Pouvez-vous reproduire sans rien changer le passage de l'appel à communications allant de « Les propositions doivent » à « son adresse électronique. » ?

(EXTRAIT DU DOCUMENT)
-*-*-
Le troisième axe d’investigation serait celui de la production des savoirs de gouvernement et de la décision publique. Les communications pourraient décrire les formes de travail sous-rémunérées, en quoi consistent le « sale boulot » (Hughes, 1951) et les tâches honorifiques, les différentes formes de rétributions matérielles, financières et symboliques, les enjeux de la division du travail, notamment de la division racialisée du travail de production des savoirs au sein des équipes ou organisations alliant consultants Nord et Sud. Au regard de situations postcoloniales particulières, on pourrait se demander par ailleurs si on assiste à une forme de « segmentation par nationalité » qui structurerait l’organisation du travail des consultants au sein des institutions internationales (Lecler, Morival & Bouagga, 2018, p. 15). Les communications pourraient aussi porter sur les savoir-faire et pratiques des consultants dans cette production des savoirs de gouvernement, le partage d’un même répertoire langagier, de mêmes outils, modèles de documents et procédures. Elles pourraient enfin traiter de leur rôle dans l’action publique aux différents stades de la formulation à la mise en œuvre, de leurs relations avec les différentes autorités publiques (gouvernements et administrations sud, agences d’aide…), leurs manières de concevoir ce rôle et ces relations. Ici serait donc interrogé le rôle politique des consultants.
Modalités pratiques
Les propositions de communications (3000 caractères hors bibliographie) doivent être soumises (en français ou en anglais) sur le site de l’APAD et envoyées à Marie-Dominique Aguillon marie-dominique.aguillon@univ-amu.fr et Camille Al Dabaghy camille.al-dabaghy@univ-paris8.fr
avant le 15 novembre 2023 minuit.
Les propositions doivent comporter : un titre, une question de recherche, le cadre théorique, le terrain étudié, et les principaux résultats. Elles mentionnent les nom et prénom de l’auteur, son rattachement institutionnel et son adresse électronique.
-*-*-
(MATÉRIEL FOURNI)
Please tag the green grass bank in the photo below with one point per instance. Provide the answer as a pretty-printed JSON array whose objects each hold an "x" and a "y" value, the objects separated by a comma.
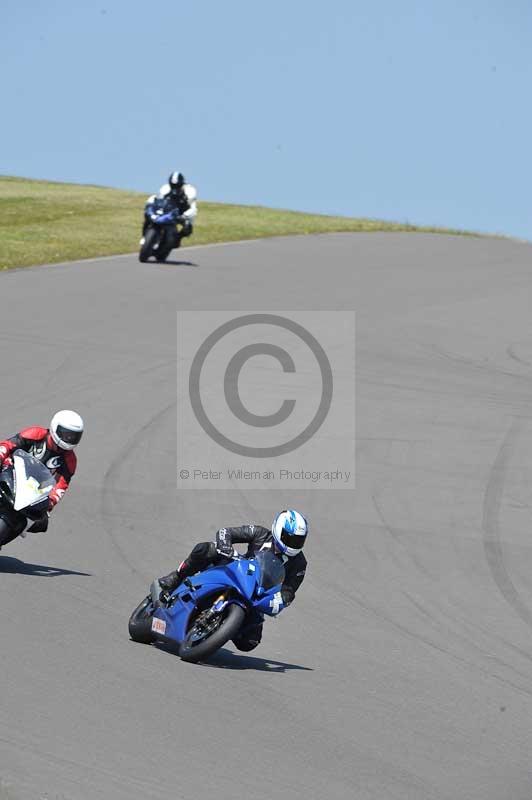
-*-*-
(RÉSULTAT PRODUIT)
Les propositions doivent comporter : un titre, une question de recherche, le cadre théorique, le terrain étudié, et les principaux résultats. Elles mentionnent les nom et prénom de l’auteur, son rattachement institutionnel et son adresse électronique.